(Recorded data)
+ + +

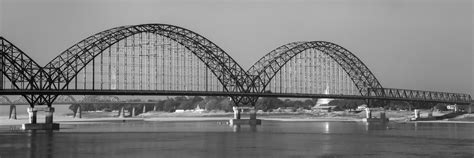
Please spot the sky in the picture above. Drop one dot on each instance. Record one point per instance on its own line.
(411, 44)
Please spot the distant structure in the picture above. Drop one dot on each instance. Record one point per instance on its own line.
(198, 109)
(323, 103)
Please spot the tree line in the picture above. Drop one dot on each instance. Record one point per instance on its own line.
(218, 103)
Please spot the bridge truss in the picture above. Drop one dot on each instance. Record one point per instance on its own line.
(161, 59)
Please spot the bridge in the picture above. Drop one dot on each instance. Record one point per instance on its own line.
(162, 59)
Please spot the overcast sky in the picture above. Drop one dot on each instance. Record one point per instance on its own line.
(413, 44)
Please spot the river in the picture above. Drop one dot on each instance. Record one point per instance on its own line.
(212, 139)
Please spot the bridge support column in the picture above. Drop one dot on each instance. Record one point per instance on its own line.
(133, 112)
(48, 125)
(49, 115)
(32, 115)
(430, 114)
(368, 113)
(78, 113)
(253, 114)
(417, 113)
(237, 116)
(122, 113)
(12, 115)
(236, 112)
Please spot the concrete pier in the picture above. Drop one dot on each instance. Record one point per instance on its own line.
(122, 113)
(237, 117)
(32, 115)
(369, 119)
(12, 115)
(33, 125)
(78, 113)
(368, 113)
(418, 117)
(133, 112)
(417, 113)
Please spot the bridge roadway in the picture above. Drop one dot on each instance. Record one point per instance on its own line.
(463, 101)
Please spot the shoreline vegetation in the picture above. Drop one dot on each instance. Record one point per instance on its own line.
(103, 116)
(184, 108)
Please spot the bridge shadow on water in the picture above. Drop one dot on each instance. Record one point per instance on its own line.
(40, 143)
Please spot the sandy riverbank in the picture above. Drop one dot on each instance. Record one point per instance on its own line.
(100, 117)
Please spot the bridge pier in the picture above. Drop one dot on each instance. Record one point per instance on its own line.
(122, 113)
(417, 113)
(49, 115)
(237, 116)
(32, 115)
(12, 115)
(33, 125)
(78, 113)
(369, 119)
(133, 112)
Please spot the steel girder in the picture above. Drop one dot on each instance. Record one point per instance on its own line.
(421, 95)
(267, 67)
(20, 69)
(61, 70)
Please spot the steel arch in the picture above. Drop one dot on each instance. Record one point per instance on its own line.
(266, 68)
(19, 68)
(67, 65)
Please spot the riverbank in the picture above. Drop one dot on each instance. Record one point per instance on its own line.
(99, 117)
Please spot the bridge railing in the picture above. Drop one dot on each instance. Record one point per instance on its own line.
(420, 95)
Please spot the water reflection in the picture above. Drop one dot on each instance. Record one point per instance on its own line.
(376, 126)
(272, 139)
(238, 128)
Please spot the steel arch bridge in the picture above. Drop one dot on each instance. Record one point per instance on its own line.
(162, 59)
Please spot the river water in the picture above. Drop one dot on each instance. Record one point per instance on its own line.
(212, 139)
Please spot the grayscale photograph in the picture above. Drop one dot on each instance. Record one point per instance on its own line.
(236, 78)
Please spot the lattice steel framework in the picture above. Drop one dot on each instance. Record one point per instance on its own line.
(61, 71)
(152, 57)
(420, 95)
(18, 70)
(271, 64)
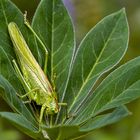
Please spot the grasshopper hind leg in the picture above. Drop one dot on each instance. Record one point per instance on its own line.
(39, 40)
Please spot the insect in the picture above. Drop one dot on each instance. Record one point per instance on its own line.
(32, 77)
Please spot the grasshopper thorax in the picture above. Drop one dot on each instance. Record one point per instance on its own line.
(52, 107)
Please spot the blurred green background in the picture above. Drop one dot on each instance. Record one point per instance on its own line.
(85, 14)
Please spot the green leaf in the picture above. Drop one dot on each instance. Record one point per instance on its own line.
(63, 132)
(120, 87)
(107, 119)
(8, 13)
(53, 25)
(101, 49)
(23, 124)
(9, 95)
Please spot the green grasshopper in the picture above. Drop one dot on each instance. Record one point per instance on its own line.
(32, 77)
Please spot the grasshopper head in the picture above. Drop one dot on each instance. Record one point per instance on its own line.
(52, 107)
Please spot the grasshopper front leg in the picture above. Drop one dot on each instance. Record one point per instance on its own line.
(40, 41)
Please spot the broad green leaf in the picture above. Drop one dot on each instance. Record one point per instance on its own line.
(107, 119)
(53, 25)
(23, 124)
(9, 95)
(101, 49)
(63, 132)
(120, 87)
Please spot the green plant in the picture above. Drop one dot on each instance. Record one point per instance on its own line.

+ + +

**EXERCISE DIRECTIONS**
Reproduce the lines word for word, starting at the one holding "Please spot the green grasshopper" and ending at the final line of the material above.

**FULL ANSWER**
Please spot the green grasshopper in the picture above. Drop one dot on each instance. Record one point per instance on its own line.
(32, 77)
Please spot the grasshopper head in the picture above. Drop one dot on each instance. Record one point per instance on its own line.
(52, 107)
Please spot the grasshopper front leg in the picture above. Drop one dot on each instance. Record one point per instance on its own line.
(40, 41)
Please spot the broad green leaf in the picture above. Drop one dot on each instance. Record one point per instance on its own line.
(107, 119)
(53, 25)
(23, 124)
(9, 95)
(101, 49)
(63, 132)
(120, 87)
Please spot the green plant in the picture above. Drop one dot on each instance. Record one point per instance on its own line.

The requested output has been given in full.